DATA FOR THIS TASK.
## BEGIN

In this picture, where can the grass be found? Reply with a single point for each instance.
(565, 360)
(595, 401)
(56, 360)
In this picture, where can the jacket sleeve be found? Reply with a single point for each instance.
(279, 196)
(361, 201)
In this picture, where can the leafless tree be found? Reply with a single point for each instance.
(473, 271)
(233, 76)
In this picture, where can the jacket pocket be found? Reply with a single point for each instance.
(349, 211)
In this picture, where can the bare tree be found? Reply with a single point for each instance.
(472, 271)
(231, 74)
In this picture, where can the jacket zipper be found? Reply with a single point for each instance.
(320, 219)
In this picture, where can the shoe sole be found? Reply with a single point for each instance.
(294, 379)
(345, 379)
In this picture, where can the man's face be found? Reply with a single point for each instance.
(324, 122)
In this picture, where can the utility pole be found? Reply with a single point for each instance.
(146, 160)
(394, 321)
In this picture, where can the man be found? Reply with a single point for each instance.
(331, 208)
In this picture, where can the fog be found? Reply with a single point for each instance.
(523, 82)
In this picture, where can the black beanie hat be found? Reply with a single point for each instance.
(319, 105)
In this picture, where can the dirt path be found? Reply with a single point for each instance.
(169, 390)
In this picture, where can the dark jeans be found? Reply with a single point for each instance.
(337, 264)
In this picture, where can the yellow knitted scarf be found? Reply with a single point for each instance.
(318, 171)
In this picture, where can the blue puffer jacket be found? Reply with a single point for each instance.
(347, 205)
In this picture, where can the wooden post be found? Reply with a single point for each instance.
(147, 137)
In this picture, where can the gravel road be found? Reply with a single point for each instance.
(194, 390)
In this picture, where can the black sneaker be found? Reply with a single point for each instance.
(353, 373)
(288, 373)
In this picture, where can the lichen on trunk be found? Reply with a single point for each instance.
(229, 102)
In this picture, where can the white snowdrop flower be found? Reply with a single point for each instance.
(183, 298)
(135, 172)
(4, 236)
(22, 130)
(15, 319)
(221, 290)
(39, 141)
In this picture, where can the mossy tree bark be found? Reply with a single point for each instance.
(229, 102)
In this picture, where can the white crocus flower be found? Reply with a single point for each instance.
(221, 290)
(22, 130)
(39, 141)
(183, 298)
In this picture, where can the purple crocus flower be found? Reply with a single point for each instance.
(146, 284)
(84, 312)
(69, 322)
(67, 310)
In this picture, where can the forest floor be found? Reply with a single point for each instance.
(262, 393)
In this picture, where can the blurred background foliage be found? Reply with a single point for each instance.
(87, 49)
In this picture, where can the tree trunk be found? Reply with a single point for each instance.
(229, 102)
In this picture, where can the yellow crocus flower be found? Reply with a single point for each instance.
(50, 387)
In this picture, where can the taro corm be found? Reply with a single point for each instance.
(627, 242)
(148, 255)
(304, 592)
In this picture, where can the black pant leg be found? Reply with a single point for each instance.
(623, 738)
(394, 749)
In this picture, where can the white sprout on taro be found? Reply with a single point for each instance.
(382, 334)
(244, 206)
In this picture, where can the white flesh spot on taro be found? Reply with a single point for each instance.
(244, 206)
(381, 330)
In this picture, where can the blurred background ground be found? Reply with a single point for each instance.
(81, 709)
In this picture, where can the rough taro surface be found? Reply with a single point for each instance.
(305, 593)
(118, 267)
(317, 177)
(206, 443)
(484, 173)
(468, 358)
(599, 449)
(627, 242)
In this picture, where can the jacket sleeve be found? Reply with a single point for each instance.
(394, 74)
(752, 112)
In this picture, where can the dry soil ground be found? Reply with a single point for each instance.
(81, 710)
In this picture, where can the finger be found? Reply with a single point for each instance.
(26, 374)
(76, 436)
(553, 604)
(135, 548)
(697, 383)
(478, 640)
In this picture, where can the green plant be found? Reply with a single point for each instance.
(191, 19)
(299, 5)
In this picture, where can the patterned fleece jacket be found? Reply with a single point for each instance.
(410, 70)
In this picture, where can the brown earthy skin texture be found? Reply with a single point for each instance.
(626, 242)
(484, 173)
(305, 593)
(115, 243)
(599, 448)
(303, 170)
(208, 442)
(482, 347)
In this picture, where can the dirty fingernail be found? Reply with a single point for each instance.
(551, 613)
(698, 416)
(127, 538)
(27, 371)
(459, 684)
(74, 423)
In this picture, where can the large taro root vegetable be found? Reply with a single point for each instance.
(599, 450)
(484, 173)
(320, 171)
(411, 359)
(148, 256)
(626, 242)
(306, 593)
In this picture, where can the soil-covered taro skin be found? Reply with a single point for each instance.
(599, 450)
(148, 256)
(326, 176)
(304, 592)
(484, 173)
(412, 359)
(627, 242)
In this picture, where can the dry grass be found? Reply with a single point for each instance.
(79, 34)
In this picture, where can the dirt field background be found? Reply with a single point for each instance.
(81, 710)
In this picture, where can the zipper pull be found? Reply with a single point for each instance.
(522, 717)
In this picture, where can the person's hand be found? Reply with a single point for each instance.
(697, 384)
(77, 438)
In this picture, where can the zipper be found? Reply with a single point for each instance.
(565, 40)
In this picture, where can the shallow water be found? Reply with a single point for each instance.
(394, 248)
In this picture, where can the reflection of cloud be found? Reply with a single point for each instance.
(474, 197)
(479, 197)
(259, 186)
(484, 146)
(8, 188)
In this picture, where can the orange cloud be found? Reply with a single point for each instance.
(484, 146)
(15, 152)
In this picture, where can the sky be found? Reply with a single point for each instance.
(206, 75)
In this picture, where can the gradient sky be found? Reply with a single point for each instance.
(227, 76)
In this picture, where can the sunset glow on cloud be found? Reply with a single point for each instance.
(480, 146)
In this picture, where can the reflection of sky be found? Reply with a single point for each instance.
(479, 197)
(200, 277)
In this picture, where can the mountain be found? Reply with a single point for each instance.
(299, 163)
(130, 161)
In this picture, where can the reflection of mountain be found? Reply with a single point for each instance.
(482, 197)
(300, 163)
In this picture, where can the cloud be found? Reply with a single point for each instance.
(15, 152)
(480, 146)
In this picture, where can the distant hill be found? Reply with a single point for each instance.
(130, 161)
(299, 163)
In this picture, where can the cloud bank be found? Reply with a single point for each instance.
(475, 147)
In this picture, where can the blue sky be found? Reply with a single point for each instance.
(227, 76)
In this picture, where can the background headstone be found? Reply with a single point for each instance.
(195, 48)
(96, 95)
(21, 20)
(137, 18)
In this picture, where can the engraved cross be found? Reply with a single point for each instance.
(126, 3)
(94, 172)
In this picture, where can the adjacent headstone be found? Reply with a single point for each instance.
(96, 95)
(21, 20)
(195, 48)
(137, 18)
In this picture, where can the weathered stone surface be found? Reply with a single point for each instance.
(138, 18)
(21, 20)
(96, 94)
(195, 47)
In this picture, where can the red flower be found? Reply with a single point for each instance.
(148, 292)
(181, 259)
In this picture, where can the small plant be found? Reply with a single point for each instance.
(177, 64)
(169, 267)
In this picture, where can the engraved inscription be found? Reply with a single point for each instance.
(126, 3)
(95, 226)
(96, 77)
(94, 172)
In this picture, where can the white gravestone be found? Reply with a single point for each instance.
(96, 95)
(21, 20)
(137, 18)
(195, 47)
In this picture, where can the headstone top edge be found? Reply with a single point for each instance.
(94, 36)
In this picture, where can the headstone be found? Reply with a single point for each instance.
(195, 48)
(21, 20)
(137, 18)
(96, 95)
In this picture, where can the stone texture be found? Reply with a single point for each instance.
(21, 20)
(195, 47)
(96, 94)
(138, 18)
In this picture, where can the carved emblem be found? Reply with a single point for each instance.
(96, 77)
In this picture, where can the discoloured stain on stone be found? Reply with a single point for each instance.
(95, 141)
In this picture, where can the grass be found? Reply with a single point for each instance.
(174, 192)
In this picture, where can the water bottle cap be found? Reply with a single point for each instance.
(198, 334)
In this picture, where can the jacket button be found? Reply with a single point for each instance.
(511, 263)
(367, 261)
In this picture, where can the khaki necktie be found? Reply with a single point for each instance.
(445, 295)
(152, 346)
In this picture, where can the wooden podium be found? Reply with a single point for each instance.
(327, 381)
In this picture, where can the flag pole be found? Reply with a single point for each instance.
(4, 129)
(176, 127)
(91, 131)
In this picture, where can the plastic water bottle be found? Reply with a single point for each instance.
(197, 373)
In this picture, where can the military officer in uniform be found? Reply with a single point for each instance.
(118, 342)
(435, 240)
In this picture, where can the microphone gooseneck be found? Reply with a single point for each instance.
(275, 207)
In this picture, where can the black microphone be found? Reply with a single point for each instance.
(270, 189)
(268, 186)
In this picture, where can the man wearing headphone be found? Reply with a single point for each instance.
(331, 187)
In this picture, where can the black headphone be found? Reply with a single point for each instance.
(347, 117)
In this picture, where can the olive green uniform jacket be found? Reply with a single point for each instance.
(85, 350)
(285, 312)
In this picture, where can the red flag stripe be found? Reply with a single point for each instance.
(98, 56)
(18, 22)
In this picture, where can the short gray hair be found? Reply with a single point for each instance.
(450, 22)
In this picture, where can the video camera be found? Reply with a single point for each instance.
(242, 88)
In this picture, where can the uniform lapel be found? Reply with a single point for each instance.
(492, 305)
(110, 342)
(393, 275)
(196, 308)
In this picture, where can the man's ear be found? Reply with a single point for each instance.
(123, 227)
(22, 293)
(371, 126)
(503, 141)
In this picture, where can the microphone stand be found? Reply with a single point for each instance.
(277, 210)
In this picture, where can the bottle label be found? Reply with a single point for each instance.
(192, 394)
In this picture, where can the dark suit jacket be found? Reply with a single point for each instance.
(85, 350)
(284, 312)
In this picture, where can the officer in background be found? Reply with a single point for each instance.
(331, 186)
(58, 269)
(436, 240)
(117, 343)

## END

REQUEST.
Please format the rows as a two-column CSV with the header text,answer. Begin at the line that has "In this picture, where can the black headphone" and stop after the last row. Give one CSV line per row, putting its text and its answer each in a single quoted field with line breaks turned into spaces.

REPLY TO THE TASK.
text,answer
"In this picture, where can the black headphone be found? Reply with a single point for each instance.","(347, 117)"
"In this picture, where can the olive green uniform jacket be found? Reply with a single point for each instance.","(85, 350) (285, 312)"
"In this picture, where can the red flag stripe be found? Reply with a single point for each instance.","(98, 56) (18, 22)"
"In this picture, where can the short gray hair be found? Reply with a single point for each instance.","(450, 22)"
"In this picture, where can the video camera be found? Reply with a single point for each instance.","(242, 88)"
"In this picture, where can the uniform lapel be found? Reply with a single point for each instance.","(492, 305) (110, 342) (393, 275) (196, 308)"
"In this picture, where can the man's ear be found? Reply with a single point for each instance.","(123, 227) (22, 293) (371, 126) (503, 141)"
"In this picture, where can the microphone stand be found? Reply with a single point for each instance.","(277, 210)"
"In this picture, where can the bottle label be found? Reply with a single point for each instance.","(192, 394)"
"In this picture, where can the dark suit jacket be found? Reply with a single point for each instance.","(85, 350) (284, 312)"
"In this picture, where can the officer in background be found? Reply with a single point for each instance.","(331, 186) (58, 269) (436, 240) (117, 343)"